**WHAT YOU HAVE TO DO:**
Each line of the listing where "stadium" appears should be reported.

**EXTRACTED INFORMATION:**
* * *

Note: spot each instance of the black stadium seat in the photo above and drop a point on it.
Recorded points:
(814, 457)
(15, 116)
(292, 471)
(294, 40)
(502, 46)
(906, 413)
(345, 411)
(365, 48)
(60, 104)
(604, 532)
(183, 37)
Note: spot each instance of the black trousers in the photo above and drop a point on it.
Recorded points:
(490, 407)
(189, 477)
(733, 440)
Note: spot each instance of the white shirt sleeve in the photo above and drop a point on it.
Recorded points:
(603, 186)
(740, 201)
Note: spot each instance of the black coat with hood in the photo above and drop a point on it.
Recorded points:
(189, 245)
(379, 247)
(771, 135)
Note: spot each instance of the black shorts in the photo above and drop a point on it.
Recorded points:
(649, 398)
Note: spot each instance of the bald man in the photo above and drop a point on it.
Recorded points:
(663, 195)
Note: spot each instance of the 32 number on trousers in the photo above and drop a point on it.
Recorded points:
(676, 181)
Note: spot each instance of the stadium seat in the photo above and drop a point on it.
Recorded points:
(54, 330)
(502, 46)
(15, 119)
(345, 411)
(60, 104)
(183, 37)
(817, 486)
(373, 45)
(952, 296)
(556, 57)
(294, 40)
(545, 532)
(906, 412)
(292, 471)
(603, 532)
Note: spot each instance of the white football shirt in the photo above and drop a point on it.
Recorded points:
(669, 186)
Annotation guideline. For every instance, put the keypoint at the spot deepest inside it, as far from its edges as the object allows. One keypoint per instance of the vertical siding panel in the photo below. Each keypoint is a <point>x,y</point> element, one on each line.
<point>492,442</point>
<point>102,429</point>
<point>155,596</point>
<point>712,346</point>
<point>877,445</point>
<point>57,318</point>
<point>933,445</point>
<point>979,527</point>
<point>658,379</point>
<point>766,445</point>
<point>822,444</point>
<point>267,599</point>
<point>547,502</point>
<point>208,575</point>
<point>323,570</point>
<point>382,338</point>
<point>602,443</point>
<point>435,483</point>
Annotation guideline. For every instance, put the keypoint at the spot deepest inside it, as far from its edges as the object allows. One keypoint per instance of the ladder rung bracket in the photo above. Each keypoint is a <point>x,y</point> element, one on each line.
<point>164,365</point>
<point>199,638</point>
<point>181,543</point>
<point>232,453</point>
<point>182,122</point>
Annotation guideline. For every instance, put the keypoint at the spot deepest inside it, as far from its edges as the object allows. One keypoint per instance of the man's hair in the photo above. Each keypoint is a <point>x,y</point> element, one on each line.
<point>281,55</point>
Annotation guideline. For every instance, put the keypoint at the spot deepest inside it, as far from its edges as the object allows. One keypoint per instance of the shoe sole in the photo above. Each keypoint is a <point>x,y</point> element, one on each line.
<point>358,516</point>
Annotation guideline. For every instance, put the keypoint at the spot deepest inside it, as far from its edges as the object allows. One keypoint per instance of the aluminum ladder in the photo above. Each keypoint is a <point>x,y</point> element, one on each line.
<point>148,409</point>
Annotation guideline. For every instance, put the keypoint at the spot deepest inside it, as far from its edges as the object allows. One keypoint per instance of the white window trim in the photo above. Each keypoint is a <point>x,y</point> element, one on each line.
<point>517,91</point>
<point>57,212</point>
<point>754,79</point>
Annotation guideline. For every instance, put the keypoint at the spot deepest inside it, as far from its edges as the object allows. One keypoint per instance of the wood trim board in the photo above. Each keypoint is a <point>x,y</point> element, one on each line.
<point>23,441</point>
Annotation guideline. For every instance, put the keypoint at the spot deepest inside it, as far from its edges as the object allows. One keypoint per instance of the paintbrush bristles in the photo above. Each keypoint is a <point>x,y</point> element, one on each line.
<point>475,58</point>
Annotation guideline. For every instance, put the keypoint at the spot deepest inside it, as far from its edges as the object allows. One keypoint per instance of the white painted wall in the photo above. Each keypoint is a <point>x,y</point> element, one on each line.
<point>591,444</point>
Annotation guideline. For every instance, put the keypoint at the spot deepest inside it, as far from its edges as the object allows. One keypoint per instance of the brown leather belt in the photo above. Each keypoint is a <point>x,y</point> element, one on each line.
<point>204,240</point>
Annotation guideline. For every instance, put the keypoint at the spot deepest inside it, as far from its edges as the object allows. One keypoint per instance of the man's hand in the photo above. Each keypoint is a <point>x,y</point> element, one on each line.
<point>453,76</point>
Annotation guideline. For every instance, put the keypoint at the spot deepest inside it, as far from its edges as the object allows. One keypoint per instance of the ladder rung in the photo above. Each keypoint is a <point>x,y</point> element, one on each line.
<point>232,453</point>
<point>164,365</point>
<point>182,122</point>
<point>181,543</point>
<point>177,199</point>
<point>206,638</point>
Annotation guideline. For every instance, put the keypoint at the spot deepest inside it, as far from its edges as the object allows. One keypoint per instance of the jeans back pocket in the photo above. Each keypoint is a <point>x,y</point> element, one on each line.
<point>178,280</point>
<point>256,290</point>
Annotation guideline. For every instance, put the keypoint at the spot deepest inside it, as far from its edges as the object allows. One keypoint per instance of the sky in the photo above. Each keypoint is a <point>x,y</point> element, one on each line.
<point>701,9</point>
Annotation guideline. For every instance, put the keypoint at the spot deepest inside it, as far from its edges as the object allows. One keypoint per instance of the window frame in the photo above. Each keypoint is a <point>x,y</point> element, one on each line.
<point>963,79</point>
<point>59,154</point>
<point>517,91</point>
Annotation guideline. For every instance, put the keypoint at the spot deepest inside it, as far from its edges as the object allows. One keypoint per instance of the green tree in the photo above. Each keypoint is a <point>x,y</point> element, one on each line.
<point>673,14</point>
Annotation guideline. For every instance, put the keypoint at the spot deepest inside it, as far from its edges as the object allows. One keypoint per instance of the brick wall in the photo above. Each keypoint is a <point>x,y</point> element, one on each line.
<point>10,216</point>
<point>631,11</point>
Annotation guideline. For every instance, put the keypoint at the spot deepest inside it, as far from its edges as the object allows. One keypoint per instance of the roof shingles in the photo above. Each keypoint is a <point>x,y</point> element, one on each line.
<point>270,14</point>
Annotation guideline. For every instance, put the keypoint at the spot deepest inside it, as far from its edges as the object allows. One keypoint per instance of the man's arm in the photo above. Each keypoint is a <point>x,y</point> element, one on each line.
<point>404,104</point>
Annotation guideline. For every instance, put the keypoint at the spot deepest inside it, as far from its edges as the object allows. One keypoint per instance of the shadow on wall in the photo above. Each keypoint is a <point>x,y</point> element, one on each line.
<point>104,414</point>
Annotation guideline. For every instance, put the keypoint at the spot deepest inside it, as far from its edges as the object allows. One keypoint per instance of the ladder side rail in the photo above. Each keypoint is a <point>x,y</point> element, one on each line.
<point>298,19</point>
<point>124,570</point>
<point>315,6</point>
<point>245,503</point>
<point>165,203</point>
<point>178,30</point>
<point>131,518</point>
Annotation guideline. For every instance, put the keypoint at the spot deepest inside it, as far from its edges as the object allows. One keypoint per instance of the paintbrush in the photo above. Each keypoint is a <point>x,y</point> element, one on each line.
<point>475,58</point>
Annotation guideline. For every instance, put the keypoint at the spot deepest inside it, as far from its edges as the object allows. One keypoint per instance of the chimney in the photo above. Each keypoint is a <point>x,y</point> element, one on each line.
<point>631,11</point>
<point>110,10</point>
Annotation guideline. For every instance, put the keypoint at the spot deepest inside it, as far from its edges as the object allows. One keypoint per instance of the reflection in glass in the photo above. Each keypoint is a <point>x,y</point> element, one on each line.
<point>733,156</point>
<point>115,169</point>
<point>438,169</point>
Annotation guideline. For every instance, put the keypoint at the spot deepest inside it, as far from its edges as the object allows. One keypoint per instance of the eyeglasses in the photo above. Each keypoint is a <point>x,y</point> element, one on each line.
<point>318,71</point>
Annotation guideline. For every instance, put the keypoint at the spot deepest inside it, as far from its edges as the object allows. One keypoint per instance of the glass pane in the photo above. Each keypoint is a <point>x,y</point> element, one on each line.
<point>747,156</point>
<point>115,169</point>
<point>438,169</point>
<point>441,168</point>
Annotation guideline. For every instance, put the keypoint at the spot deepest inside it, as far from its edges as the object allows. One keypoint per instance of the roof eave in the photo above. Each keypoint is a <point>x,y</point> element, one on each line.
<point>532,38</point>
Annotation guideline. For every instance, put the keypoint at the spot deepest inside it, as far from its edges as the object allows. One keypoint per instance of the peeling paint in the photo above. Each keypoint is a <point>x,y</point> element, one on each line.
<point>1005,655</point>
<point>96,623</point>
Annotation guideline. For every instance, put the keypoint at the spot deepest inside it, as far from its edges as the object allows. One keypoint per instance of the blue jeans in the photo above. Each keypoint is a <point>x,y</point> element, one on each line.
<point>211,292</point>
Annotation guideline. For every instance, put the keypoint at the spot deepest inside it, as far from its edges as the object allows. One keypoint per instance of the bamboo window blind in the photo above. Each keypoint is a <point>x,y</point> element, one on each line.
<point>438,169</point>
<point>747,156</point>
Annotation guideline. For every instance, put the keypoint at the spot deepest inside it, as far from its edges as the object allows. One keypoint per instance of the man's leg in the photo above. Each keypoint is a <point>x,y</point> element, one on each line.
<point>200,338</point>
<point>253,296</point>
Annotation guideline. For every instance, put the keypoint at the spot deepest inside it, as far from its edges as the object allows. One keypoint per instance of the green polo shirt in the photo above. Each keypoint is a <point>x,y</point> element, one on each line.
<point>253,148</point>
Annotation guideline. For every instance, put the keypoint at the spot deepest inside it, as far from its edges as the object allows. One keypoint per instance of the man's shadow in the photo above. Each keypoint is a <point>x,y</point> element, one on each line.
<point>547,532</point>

* * *

**SOLUTION BELOW:**
Note: spot each instance of the black stadium seat in the photo above and drop a point on it.
Note: spot each instance of the stadium seat in the photo above and drop a point on it.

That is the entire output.